YOUR TASK » Restate the last part of the records below word for word, beginning at the line with "Where can the turquoise" and ending at the final line.

(MATERIAL FOR THIS EXERCISE)

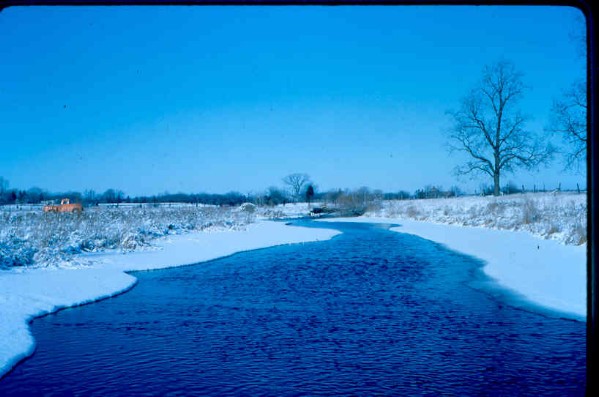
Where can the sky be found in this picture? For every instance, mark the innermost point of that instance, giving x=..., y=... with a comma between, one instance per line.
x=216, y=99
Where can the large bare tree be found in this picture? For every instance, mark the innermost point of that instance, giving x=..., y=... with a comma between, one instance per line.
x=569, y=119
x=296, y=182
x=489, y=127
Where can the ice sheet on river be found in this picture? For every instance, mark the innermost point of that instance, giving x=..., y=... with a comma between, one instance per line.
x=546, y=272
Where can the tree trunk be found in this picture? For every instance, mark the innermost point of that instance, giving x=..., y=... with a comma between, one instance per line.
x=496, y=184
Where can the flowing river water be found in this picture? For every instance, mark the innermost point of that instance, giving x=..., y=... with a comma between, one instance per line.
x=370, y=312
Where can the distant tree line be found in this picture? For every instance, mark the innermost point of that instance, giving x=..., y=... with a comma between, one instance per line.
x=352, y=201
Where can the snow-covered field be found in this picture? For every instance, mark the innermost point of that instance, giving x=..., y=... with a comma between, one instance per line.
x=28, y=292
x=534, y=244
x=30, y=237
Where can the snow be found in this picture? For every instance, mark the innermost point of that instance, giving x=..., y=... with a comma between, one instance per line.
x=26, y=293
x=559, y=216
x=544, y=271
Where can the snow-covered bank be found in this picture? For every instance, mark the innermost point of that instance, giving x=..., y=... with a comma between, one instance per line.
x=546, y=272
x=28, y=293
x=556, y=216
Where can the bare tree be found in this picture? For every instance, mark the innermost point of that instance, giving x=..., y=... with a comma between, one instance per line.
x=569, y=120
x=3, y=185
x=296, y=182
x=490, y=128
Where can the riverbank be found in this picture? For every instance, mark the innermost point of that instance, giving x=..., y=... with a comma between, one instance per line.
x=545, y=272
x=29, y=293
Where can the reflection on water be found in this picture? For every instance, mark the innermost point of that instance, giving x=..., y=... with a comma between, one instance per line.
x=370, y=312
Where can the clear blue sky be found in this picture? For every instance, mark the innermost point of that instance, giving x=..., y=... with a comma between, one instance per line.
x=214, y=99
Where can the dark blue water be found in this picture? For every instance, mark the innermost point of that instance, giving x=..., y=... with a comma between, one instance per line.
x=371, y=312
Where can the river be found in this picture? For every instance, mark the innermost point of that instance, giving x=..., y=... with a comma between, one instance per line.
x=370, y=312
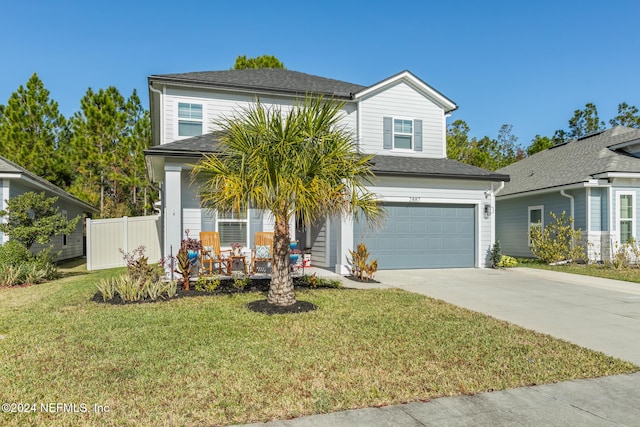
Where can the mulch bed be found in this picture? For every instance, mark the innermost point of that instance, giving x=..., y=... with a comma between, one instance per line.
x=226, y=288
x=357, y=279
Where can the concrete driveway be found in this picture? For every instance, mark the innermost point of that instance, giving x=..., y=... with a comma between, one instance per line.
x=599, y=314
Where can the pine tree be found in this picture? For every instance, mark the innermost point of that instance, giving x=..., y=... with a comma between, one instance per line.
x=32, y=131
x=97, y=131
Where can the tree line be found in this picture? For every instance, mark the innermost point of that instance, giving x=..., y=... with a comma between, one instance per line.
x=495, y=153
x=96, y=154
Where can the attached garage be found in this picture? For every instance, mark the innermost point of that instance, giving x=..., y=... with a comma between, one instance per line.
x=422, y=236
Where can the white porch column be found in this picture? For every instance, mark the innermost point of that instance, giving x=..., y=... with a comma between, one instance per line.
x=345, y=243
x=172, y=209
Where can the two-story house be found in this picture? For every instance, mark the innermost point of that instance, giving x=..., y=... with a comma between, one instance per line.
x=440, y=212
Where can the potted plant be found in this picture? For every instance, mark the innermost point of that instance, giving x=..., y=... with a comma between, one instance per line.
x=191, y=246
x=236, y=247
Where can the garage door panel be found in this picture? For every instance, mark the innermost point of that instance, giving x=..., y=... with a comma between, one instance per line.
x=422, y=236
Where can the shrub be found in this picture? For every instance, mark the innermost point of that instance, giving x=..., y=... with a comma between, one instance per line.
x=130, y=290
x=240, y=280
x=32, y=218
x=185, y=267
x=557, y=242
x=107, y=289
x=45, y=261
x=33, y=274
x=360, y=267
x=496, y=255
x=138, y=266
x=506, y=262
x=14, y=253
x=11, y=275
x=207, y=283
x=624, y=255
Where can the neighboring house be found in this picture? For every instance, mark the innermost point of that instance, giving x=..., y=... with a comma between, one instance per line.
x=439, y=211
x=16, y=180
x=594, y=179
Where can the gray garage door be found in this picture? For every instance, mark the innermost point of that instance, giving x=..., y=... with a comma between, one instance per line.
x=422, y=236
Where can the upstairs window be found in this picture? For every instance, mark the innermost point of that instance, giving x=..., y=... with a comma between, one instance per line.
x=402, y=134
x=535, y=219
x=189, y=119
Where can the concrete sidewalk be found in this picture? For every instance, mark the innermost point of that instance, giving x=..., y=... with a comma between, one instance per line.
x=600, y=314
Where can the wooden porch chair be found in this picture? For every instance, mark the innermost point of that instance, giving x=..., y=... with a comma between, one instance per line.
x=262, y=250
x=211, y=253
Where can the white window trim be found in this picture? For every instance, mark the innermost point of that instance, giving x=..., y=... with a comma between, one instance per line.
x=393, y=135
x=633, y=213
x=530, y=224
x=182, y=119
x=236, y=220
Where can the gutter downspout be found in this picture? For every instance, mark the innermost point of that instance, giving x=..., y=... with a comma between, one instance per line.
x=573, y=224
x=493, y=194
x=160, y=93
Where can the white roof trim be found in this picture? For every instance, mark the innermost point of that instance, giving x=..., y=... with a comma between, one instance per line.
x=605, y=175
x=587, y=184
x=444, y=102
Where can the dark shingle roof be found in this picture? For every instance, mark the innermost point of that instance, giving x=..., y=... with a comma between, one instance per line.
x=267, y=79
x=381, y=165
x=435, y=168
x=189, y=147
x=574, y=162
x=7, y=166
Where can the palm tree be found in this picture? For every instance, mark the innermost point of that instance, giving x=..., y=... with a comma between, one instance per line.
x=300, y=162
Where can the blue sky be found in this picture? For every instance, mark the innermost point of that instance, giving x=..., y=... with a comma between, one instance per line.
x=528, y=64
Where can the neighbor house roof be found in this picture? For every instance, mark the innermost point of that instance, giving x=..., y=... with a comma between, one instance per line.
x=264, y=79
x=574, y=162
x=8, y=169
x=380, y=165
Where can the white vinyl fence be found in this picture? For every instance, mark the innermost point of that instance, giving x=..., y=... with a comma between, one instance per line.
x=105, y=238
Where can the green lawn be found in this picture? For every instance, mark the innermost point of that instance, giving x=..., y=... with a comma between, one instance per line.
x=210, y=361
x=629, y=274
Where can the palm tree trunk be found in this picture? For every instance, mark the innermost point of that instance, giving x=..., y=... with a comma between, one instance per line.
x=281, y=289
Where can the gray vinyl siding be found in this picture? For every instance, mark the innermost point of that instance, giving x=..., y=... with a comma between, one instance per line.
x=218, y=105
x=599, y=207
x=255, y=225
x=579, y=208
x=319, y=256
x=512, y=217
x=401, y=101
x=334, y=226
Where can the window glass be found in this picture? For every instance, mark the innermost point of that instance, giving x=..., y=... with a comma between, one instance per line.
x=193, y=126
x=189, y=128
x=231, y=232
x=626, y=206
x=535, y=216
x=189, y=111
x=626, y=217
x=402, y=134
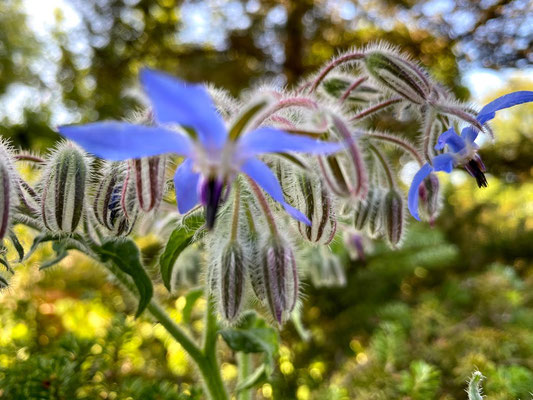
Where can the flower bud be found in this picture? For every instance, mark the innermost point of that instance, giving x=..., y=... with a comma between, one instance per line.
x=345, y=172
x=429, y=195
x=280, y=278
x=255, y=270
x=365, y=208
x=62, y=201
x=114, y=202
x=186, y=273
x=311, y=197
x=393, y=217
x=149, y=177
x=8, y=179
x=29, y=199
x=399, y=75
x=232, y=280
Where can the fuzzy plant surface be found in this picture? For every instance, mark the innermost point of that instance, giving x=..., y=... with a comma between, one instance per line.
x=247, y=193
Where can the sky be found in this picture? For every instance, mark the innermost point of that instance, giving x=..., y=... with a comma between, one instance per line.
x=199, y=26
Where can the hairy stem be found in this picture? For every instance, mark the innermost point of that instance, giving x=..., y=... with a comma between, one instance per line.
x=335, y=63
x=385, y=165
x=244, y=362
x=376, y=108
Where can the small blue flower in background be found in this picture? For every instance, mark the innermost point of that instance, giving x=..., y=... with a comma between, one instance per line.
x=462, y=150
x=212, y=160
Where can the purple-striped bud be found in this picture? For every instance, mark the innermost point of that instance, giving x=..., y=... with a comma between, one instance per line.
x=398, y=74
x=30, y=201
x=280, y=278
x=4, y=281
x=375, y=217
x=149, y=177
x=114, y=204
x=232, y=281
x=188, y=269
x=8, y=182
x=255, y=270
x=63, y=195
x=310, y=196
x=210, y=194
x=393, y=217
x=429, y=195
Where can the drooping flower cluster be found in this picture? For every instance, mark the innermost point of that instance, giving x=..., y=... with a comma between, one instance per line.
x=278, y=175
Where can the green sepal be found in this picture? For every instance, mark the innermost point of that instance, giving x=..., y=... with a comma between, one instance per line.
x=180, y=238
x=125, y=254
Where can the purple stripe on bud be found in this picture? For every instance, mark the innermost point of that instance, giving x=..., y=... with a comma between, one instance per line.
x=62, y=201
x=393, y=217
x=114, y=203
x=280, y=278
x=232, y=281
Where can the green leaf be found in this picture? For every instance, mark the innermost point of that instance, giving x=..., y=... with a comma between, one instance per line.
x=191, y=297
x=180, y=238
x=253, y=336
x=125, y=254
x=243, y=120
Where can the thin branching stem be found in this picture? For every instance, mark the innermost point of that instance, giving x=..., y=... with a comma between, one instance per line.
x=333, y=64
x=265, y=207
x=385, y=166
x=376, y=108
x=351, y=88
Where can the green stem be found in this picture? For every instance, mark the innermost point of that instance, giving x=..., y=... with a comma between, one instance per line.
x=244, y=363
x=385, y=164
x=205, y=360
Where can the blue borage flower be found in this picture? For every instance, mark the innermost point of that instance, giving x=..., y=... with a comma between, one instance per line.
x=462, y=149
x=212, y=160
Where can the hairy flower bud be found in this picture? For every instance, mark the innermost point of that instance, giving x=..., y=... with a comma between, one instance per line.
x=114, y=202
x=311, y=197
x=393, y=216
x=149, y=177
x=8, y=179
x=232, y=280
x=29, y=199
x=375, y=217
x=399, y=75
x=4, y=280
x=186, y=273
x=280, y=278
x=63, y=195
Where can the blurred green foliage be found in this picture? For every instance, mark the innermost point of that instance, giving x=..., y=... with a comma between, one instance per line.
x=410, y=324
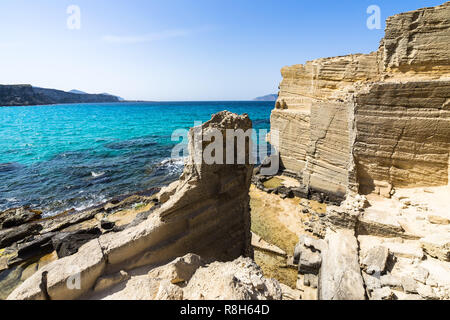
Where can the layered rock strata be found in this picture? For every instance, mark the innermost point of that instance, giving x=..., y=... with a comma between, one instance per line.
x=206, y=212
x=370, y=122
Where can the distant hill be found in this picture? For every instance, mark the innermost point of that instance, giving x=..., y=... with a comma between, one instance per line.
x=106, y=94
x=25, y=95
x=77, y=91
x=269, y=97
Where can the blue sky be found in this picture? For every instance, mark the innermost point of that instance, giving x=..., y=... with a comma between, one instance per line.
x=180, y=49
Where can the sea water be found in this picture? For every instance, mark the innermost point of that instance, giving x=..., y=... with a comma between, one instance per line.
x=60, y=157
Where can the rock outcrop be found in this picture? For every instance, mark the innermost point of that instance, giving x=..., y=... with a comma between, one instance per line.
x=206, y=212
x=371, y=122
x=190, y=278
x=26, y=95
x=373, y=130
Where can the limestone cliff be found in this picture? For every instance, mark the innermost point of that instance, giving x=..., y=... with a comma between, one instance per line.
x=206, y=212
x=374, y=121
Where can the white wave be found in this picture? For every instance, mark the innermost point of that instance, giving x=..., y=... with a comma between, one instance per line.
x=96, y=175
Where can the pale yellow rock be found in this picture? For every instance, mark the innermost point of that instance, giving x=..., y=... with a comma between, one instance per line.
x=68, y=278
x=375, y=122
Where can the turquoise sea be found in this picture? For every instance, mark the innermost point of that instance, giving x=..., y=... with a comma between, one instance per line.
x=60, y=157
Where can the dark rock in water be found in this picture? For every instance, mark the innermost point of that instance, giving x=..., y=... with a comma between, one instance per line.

(End MATERIAL FOR THIS EXERCISE)

COMPLETED EXERCISE »
Where can the turquoise sea be found in this picture? For every instance, mark the innermost point of that instance, giving x=..., y=... with a comma between, one instance per line.
x=60, y=157
Where can the dark rock in water be found in this picture? For every instance, mark the innermost point of that instance, giving x=..., y=... with a comma between, one instance per line.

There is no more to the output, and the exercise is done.